Task requirements |
Can you give the stretch from the line containing "target: street lamp post" through the end of the lines below as a Markdown table with columns Row and Line, numbering each row and leaving out blank lines?

(Items listed in a dataset)
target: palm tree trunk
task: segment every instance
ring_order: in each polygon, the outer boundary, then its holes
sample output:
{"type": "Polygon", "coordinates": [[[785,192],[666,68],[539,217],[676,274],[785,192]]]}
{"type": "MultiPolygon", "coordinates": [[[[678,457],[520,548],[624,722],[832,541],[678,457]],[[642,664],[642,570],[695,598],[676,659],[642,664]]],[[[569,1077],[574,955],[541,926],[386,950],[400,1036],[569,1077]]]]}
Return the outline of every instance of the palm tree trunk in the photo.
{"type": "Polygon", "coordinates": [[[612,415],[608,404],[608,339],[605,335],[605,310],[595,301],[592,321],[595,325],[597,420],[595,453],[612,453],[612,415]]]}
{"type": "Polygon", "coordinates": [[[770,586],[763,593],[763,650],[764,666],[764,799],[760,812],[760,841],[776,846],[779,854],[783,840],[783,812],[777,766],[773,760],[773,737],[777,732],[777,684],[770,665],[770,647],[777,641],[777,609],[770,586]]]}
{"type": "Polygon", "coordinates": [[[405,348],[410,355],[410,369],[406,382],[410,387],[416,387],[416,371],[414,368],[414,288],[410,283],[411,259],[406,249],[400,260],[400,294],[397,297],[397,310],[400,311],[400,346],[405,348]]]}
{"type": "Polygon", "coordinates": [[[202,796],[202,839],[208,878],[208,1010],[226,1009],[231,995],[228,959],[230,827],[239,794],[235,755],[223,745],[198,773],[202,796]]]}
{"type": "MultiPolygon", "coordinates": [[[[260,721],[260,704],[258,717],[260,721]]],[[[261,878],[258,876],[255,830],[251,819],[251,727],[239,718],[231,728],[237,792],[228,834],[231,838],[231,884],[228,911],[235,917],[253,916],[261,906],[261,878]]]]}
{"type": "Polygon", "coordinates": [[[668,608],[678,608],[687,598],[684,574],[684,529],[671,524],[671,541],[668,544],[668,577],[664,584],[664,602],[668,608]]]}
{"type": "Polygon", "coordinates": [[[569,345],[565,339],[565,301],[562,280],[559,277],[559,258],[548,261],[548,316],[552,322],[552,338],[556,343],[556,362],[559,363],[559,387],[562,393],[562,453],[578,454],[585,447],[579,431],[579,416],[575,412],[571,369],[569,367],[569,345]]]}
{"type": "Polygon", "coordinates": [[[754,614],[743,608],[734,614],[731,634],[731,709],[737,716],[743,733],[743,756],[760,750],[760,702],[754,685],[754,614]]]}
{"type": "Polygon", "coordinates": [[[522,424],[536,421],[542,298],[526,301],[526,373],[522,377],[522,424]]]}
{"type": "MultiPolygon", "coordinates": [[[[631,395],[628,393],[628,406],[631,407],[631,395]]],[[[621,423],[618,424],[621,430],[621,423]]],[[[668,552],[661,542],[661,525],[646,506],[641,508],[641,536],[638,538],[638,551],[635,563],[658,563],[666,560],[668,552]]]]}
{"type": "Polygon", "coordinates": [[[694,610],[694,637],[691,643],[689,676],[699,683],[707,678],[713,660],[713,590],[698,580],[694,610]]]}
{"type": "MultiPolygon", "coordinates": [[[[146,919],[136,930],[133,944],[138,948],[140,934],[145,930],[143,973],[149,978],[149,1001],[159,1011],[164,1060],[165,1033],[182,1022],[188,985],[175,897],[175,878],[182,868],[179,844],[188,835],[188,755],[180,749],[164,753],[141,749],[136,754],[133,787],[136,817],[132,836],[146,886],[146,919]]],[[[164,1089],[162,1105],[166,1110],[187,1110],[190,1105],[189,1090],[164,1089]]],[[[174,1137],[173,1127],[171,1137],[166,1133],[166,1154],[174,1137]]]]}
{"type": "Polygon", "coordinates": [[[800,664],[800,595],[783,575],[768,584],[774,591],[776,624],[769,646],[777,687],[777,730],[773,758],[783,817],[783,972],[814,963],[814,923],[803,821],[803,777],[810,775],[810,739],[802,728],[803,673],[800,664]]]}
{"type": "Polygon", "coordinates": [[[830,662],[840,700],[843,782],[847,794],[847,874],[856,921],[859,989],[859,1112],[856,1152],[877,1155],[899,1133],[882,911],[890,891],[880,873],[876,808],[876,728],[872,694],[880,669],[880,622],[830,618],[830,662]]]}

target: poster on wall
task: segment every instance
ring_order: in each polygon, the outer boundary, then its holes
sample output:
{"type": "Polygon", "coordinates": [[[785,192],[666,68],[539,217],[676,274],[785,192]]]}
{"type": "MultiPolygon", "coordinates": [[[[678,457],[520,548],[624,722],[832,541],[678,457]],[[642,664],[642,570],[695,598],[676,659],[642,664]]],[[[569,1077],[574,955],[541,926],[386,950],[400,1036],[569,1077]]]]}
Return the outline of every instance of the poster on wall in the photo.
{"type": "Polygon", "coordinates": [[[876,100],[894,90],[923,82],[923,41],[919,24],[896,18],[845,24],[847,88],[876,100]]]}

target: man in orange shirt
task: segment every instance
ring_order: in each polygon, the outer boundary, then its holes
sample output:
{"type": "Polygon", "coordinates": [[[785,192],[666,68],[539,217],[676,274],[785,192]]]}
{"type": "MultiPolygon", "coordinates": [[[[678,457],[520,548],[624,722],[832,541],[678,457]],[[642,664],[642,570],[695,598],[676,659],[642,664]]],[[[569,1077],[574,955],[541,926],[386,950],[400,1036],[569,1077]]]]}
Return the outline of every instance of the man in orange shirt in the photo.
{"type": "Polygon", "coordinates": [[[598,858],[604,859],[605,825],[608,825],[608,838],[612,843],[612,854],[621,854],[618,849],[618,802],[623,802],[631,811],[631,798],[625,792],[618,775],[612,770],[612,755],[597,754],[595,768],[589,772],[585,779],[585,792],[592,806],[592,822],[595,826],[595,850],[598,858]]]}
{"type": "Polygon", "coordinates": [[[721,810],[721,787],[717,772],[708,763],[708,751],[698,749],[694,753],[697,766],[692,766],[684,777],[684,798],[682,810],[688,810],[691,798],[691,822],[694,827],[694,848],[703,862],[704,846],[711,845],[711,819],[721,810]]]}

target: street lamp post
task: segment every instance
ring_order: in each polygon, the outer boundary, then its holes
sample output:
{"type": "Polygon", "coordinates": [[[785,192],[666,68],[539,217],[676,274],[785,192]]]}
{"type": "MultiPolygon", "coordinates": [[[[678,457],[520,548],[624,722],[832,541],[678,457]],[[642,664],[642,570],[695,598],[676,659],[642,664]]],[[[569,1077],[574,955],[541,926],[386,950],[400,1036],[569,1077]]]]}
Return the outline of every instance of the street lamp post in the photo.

The reply |
| Row | Line |
|---|---|
| 1 | target: street lamp post |
| 2 | task: segment every instance |
| 3 | ring_order: in each polygon, the outer boundary, then its holes |
| 4 | sample output: |
| 5 | {"type": "Polygon", "coordinates": [[[785,192],[666,68],[539,217],[676,274],[785,192]]]} |
| 6 | {"type": "MultiPolygon", "coordinates": [[[[678,457],[520,548],[624,722],[832,541],[678,457]],[[642,664],[642,570],[695,598],[676,659],[642,664]]],[[[569,1077],[574,955],[541,926],[386,950],[400,1036],[569,1077]]]]} |
| 7 | Return the outline of every instance of the street lamp post in the photo. |